+++ Dataset extract +++

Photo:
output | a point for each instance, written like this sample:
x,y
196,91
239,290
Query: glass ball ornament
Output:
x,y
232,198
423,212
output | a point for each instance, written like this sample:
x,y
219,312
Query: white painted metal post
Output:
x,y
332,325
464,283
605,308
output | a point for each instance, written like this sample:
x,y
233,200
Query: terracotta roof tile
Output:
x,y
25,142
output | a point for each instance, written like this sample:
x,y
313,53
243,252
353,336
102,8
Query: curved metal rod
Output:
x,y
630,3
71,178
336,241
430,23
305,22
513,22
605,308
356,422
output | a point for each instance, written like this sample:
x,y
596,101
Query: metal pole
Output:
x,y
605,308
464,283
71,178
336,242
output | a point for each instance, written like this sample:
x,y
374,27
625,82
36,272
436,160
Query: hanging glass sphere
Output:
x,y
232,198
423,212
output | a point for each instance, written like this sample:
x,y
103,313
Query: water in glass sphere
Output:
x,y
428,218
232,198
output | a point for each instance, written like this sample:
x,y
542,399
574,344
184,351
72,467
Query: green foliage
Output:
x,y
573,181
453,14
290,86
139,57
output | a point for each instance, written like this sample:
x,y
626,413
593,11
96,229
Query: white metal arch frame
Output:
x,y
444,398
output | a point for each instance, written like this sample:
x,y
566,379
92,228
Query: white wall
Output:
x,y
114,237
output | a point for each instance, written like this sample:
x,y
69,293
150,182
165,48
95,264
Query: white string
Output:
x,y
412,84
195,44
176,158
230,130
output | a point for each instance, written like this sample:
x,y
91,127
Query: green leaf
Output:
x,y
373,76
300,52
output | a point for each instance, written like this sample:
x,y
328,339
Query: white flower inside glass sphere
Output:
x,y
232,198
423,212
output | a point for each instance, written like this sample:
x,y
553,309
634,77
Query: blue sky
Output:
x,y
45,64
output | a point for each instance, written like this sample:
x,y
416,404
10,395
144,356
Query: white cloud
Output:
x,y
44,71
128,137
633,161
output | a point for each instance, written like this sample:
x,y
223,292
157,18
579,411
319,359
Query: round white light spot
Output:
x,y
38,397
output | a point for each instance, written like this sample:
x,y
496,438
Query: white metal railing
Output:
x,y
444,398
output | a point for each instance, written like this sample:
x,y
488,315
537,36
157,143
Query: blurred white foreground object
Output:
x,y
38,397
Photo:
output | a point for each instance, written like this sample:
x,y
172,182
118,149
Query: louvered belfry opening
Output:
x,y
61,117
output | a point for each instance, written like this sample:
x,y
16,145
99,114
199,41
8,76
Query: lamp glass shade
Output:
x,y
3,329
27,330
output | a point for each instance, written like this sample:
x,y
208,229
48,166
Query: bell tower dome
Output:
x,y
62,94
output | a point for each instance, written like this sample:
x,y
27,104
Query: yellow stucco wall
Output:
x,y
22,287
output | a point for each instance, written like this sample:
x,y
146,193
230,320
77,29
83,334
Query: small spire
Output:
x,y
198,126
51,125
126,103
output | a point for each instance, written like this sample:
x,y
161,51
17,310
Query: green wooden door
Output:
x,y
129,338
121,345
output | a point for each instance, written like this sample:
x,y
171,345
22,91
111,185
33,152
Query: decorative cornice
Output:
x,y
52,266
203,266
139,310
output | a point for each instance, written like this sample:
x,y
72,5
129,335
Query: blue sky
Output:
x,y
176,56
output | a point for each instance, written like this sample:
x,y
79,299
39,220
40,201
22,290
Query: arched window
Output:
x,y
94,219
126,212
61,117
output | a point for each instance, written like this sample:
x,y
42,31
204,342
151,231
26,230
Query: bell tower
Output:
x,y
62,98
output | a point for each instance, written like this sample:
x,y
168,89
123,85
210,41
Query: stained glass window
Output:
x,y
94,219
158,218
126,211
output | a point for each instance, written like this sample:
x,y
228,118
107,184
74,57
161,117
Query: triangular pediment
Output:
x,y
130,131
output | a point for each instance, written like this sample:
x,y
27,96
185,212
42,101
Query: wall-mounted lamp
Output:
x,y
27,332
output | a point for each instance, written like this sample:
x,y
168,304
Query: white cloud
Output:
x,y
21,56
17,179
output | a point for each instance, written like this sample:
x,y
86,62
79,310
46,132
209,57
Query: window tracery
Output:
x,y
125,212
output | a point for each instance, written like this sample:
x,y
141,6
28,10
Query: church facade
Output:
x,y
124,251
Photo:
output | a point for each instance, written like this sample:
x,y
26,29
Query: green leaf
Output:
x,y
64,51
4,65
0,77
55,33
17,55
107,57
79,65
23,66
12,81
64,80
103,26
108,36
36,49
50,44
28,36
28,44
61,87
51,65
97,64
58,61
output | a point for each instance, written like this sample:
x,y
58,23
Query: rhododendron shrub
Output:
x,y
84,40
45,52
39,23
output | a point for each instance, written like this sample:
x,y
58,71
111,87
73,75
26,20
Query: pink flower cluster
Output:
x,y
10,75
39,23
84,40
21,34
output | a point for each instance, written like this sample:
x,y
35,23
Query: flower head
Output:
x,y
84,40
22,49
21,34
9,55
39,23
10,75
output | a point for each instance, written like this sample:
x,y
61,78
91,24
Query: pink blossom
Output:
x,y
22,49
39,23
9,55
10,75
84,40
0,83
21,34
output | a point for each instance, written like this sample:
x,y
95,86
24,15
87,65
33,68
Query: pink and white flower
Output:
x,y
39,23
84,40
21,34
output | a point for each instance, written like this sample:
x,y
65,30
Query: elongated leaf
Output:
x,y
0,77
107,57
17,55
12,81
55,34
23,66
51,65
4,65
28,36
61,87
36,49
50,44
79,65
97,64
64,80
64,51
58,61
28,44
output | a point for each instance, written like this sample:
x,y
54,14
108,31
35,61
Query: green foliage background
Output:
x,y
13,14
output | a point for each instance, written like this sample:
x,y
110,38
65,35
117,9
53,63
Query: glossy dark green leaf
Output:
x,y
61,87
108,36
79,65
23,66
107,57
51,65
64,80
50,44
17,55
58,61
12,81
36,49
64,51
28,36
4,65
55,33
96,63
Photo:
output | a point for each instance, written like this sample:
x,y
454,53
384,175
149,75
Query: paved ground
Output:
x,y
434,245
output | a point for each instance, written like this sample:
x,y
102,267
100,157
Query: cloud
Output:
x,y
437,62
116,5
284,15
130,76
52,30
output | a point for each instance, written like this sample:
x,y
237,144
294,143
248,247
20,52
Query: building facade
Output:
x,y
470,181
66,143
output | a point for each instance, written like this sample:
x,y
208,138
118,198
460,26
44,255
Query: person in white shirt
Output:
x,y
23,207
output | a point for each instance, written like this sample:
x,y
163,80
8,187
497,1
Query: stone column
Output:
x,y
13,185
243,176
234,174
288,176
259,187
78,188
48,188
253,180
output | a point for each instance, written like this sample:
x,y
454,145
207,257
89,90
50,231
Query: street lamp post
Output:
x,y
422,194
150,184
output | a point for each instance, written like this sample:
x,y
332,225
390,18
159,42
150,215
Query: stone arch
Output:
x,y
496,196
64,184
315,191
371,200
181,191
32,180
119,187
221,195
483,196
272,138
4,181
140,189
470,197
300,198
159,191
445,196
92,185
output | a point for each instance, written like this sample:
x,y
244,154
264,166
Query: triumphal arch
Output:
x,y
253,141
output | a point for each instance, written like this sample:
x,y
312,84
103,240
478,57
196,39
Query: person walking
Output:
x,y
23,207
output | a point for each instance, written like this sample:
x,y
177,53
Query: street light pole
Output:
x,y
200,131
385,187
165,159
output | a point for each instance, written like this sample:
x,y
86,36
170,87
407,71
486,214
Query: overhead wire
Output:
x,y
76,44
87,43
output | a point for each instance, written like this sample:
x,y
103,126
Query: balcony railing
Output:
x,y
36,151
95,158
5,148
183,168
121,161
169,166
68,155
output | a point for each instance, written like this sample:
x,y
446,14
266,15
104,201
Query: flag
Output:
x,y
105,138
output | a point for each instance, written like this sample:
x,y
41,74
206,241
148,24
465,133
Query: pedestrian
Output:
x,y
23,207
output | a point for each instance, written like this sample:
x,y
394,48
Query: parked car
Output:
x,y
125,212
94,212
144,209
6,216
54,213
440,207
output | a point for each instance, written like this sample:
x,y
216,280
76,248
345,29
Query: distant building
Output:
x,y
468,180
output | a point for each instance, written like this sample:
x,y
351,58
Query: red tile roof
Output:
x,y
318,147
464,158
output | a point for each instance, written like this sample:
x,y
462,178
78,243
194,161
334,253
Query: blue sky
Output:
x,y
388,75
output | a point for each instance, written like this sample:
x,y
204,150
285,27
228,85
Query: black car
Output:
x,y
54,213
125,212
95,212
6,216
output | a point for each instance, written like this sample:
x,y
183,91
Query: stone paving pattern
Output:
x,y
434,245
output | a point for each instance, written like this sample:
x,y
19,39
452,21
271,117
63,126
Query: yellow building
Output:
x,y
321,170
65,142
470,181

+++

Filter the records above and copy every line that contains the string "post". Letter case counts.

Query: white painted metal post
Query: street lamp post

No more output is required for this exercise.